-------- Records
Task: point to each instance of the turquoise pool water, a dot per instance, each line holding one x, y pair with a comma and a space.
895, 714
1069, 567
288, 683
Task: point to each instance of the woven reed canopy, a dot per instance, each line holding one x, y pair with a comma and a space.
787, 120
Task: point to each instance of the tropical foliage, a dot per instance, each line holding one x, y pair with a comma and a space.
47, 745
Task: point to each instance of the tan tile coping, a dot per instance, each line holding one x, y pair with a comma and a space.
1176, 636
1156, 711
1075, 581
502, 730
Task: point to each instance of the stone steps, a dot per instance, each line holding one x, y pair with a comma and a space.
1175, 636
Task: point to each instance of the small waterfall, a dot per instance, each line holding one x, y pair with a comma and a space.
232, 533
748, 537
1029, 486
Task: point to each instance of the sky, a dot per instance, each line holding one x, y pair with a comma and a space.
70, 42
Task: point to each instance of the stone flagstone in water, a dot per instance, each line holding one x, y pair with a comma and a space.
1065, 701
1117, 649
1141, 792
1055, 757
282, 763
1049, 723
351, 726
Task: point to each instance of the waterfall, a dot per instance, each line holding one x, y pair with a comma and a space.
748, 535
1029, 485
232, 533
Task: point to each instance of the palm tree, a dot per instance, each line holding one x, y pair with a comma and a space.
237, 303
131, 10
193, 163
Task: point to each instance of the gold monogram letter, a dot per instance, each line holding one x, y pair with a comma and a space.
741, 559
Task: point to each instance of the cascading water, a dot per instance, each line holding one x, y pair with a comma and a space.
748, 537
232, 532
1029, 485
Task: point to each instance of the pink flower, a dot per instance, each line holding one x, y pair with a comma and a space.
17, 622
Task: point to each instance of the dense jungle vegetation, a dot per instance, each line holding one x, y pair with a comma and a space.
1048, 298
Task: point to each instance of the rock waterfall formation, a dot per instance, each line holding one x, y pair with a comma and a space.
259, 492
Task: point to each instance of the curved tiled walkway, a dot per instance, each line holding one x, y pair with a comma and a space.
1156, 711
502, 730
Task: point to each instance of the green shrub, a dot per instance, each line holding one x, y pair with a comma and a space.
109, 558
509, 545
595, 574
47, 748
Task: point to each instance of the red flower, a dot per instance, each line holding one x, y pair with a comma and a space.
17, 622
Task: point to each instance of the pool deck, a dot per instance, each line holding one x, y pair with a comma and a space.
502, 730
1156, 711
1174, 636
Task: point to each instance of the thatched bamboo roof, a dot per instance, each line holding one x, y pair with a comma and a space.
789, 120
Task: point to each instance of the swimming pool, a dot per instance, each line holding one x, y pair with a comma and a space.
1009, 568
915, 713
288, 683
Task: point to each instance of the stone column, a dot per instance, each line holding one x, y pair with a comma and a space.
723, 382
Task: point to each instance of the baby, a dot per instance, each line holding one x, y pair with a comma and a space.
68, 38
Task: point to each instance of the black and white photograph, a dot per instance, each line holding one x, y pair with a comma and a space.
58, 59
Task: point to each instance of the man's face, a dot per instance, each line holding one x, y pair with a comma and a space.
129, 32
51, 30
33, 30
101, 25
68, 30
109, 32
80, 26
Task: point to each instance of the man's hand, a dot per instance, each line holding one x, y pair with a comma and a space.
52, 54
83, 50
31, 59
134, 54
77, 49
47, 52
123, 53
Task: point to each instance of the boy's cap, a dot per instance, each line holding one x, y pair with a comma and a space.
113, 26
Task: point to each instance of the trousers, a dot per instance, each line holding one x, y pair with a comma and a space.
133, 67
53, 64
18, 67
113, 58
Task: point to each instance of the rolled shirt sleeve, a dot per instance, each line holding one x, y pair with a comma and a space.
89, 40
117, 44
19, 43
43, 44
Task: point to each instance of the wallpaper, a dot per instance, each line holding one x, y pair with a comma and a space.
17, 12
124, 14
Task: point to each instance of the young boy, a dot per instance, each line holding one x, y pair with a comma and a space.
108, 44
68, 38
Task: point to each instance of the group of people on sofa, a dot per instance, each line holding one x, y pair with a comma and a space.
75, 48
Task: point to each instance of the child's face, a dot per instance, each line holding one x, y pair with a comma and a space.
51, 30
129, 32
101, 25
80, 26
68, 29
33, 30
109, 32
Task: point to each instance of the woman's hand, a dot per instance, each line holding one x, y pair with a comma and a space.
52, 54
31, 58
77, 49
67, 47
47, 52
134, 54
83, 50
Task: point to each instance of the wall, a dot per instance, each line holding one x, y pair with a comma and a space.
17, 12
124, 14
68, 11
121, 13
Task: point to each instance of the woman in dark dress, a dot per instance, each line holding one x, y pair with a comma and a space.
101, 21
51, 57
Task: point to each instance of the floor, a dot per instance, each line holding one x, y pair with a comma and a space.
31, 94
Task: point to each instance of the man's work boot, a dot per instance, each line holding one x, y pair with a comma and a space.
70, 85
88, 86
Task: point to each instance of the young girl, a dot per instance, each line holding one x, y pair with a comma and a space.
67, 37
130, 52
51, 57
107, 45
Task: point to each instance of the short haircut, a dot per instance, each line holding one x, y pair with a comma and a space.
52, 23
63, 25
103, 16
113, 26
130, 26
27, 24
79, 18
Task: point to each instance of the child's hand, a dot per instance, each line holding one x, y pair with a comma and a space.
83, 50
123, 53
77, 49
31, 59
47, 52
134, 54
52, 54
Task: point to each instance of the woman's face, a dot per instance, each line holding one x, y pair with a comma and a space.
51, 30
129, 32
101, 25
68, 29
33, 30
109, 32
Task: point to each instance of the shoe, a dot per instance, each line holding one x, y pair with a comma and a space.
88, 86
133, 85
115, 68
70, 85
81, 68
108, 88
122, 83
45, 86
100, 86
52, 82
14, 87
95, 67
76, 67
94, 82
----------------
* [Exercise brief]:
The listing above should be transcribed in full, exactly as written.

* [Full solution]:
Task: point to each instance of the turquoise pool water, a dot per instance, each line holding one x, y pair with a comma and a space.
895, 714
1069, 567
288, 683
Task: point to each instance of the woven reed canopy, a dot per instance, each line holding one x, y pair with a comma and a space.
787, 120
Task: point to each instance of the tropical foliage, a dot per instance, each line holding one x, y pair with a comma and a space.
47, 745
Task: point to each instance of the tan tile coping, a dot per instance, each line holding one x, y pair with a comma and a space.
1176, 636
1156, 711
1075, 581
502, 730
Task: point to each instance of the stone steps, a dot per instance, each line holding one x, y pair with a comma and a space.
1175, 636
Task: point to each instance of the small waterfall, a dot per instance, each line holding one x, y pair with a comma and a space.
232, 533
748, 537
1029, 486
Task: point to each instance of the sky, a dot per instance, each line holding one x, y pair with a comma and a space.
70, 42
Task: point to each instance of the stone flagstone in water, a dot per instance, each line holding one x, y pair with a comma and a space.
1065, 701
1117, 649
1141, 792
1055, 757
282, 763
1049, 723
351, 726
Task: point to each instance of the waterfall, a dot per instance, each line holding one x, y pair with a comma and a space.
748, 535
1029, 485
232, 533
Task: point to each instance of the palm tree, a dot per instance, each line holding one x, y pair with a comma and a space.
237, 303
131, 10
193, 163
Task: point to each instance of the gold monogram letter, a dot per instance, each line holding one x, y pair with a comma and a space.
741, 559
Task: point to each instance of the cascading water, a dot per instance, each line holding one x, y pair with a comma and a space.
748, 537
232, 532
1029, 485
Task: point to each instance of the pink flower, a dot per instance, each line holding one x, y pair with a comma and a space.
17, 622
Task: point to each instance of the dense jungle vegetation, a dot per instance, each line holding one x, y pair with a comma and a space.
1048, 298
Task: point to each instance of the rock waterfall formation, a dot per instance, each line holding one x, y pair with a comma and a space.
259, 492
Task: point to each instance of the curved tiled walkway, a dot per instance, each line holding one x, y pair with a comma and a space.
1156, 711
502, 730
Task: point to each instance of the green shrub, a dot per instance, each line holding one x, y pair with a comma and a space.
109, 558
509, 545
595, 574
47, 748
Task: point to each instance of the red flower, a dot per instance, each line holding one x, y pair with a comma and a space.
17, 622
Task: point to each instance of the pool deck, a dot per instance, each line holding one x, y pair with a comma and a space.
502, 730
1156, 711
1174, 636
Task: point to each instance of the thatched bamboo roof, a dot per instance, each line holding one x, y pair with a comma and a space.
789, 120
Task: point to each instance of the swimming pool, a dot per instance, each line holding one x, y pair with a comma and a space.
1009, 568
915, 713
288, 683
Task: point to each instance of the stone column, a dot per instance, each line holding one x, y pair with a comma and a space.
723, 382
Task: point to each instance of the baby, a dot per instance, each line holding one x, y pair with a comma and a space.
68, 38
Task: point to each instance of the black and white photograph, a dot per instance, each line holding one x, y pair with a comma and a space.
58, 59
Task: point to each instance of the man's face, a dot per instance, each line holding one x, y pair with a comma and a space.
129, 32
51, 30
33, 30
101, 25
68, 30
109, 32
80, 26
Task: point to each instance of the man's hand, a dot per instance, each line holding one x, y pair with a comma and a space.
52, 54
83, 50
31, 59
134, 54
77, 49
47, 52
123, 53
Task: point to each instance of the boy's cap, a dot per instance, each line holding one x, y pair with a comma and a space.
113, 26
Task: point to each instance of the trousers, a dot per instance, each line holding one x, y pair with a comma and a space.
133, 67
53, 64
18, 67
113, 58
Task: point to each instance of the rolled shirt sleeve, a dot per instance, each line holding one x, y pair with a comma and a space.
89, 40
117, 44
19, 43
43, 44
Task: point to each instance of the wallpaper, a dot per instance, each line holding one x, y pair with a comma and a space.
17, 12
124, 14
Task: point to each instance of the young boy, a dot per instance, each line holding one x, y pair with a comma and a space.
108, 44
68, 38
Task: point to each instance of the group of people on sofa, a dot per instance, each line holding one x, y pair with a comma and a space.
75, 48
Task: point to each instance of the child's face, a dot per instance, each line holding one x, y pair with a comma and a space.
51, 30
129, 32
101, 25
80, 26
68, 29
33, 30
109, 32
Task: point to each instance of the woman's hand, a dot per instance, each line holding one x, y pair with a comma and a space.
52, 54
31, 58
77, 49
67, 47
47, 52
134, 54
83, 50
Task: point to each instance of the wall, a dot per instance, each line holding one x, y pair with a comma and a space.
17, 12
124, 14
68, 11
121, 13
Task: point to each instance of the woman in dark dress, a dot per instance, each line holding one x, y pair with a comma and a space.
101, 21
51, 57
Task: point to each instance of the floor, a dot per instance, each line holding one x, y pair with a comma and a space.
31, 94
Task: point to each instance of the man's work boot, a dot per instance, each line holding one x, y pair with a comma and a space.
70, 85
88, 86
Task: point to each instance of the young girl, a dot per instance, each line holding one x, y pair with a comma and a space.
67, 37
130, 52
51, 57
107, 45
Task: point to each instance of the short haircut, a dot per instance, each line holding one x, y pair with a comma and a space.
52, 23
63, 25
103, 16
113, 26
130, 26
27, 24
79, 18
Task: point to each instance of the child's hand, a dot per instance, each line holding one x, y pair with a comma and a space.
83, 50
123, 53
77, 49
31, 59
47, 52
134, 54
52, 54
Task: point to each instance of the woman's face, a dot per instance, each line holding one x, y pair with a comma and a space.
51, 30
129, 32
101, 25
68, 29
33, 30
109, 32
Task: point to each instance of the shoe, a dot per instance, each line holding one x, y pair with a comma and a space.
88, 86
133, 85
115, 68
70, 85
81, 68
108, 88
122, 83
45, 86
100, 86
52, 82
14, 87
95, 67
76, 67
94, 82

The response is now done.